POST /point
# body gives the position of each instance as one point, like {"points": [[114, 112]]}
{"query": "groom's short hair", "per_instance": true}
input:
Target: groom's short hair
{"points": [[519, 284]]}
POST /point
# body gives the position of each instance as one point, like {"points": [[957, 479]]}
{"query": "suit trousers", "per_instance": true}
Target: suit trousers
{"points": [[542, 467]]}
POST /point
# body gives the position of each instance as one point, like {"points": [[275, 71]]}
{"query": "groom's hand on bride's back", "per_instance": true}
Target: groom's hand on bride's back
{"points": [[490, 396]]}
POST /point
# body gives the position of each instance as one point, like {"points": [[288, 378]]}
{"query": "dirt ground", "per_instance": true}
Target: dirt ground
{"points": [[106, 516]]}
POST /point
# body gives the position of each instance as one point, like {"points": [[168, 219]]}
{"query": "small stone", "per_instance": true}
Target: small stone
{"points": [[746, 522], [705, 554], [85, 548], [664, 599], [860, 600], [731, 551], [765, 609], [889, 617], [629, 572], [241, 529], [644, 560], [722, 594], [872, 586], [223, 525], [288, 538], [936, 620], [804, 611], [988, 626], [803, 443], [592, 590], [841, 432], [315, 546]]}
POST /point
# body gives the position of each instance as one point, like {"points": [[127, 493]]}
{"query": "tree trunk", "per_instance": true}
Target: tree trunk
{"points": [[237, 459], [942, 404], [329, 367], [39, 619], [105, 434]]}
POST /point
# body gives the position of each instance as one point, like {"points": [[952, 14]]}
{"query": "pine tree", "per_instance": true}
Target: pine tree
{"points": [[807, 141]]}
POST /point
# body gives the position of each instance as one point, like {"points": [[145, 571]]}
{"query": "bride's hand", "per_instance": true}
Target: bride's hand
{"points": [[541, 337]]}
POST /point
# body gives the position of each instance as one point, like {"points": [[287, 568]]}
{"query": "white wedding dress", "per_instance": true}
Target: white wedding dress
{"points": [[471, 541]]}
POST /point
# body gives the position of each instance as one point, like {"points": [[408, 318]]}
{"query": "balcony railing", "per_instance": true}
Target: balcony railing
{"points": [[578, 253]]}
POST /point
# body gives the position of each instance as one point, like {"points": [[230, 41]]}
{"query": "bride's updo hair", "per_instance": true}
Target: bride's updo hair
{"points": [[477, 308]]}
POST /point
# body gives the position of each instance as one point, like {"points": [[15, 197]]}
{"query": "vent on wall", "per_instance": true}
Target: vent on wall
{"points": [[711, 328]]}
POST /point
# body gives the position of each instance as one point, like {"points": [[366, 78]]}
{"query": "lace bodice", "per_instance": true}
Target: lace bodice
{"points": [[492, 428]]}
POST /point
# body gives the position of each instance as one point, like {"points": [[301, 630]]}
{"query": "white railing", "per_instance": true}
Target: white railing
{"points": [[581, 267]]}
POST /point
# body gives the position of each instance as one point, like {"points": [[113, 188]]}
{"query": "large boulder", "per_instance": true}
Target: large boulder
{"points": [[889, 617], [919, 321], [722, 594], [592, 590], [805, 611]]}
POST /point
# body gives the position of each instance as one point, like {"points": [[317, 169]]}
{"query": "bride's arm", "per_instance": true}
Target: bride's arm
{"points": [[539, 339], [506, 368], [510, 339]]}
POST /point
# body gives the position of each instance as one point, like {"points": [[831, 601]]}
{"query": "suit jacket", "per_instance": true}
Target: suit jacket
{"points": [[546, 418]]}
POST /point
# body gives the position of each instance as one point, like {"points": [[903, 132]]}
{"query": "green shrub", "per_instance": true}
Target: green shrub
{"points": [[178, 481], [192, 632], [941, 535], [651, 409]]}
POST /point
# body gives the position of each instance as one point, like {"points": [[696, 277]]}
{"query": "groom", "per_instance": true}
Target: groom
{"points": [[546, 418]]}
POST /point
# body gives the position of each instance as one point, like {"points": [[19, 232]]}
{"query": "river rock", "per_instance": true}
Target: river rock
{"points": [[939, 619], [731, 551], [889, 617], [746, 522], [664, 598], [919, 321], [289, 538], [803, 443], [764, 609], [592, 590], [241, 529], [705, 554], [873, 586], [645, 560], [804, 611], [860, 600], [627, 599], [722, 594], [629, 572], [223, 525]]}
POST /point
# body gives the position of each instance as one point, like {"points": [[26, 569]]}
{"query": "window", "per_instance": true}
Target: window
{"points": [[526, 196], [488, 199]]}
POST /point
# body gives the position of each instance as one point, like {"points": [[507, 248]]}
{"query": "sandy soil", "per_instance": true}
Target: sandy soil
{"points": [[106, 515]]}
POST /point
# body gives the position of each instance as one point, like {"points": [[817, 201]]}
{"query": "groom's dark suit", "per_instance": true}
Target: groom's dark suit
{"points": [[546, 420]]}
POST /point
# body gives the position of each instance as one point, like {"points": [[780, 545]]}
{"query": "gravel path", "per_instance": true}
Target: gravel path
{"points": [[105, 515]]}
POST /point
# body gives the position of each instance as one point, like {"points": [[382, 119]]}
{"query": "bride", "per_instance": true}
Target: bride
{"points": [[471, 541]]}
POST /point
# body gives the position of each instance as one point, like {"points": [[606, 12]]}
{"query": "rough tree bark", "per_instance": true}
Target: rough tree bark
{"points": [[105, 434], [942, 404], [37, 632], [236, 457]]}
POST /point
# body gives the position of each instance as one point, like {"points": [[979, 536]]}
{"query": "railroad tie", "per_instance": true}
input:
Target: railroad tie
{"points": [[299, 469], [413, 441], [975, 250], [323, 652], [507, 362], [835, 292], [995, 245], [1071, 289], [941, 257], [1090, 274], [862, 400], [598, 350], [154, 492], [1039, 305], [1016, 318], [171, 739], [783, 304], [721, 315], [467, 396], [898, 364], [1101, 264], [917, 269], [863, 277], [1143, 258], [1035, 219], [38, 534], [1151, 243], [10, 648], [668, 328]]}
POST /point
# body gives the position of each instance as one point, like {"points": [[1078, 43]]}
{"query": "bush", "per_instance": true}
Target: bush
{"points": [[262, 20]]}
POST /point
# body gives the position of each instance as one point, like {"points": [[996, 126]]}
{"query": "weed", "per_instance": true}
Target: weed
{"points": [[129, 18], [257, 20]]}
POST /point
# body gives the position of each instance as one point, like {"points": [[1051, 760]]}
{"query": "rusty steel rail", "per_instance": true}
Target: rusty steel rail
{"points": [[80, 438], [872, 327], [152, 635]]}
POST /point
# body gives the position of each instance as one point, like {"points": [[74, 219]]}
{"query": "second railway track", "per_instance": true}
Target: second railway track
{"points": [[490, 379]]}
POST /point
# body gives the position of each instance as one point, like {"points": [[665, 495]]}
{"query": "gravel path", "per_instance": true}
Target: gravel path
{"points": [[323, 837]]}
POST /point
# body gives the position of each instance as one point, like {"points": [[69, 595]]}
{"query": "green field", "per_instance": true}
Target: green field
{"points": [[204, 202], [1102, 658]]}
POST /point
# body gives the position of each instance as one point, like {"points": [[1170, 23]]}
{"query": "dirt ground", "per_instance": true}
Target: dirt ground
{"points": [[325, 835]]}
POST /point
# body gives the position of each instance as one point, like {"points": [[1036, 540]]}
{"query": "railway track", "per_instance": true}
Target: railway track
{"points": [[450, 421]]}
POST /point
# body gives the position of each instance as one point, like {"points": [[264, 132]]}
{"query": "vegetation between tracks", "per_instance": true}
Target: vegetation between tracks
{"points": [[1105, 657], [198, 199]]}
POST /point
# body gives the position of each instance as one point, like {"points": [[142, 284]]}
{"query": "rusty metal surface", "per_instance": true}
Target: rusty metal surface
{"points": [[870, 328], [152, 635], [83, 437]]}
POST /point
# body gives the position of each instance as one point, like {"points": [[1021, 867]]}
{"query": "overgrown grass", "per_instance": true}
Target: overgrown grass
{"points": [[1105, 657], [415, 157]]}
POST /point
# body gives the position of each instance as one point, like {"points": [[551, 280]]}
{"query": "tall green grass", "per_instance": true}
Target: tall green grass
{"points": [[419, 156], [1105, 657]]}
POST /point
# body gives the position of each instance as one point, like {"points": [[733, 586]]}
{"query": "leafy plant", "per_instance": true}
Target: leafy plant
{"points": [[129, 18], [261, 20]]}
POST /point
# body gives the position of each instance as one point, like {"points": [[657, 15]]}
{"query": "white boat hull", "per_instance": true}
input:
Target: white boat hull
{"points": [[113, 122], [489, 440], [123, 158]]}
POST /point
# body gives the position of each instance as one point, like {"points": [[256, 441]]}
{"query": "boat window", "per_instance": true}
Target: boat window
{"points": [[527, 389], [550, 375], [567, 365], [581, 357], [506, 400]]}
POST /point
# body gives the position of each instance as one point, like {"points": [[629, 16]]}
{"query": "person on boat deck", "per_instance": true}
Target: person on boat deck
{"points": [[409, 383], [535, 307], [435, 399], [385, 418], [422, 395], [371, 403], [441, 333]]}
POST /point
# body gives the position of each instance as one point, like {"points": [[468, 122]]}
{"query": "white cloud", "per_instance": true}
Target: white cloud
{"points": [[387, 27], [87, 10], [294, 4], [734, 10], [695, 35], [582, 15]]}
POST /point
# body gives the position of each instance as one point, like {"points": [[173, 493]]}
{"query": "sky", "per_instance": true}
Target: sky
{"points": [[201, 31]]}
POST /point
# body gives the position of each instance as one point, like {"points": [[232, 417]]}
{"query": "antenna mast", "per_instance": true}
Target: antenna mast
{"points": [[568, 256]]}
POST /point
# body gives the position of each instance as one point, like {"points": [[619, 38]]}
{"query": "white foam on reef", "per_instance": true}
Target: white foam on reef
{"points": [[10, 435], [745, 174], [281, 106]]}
□ □ □ □ □ □ □
## DIRECTIONS
Pick out each line of the data above that contains the word "boulder".

## RESULT BELOW
{"query": "large boulder", "per_instance": true}
Target: large boulder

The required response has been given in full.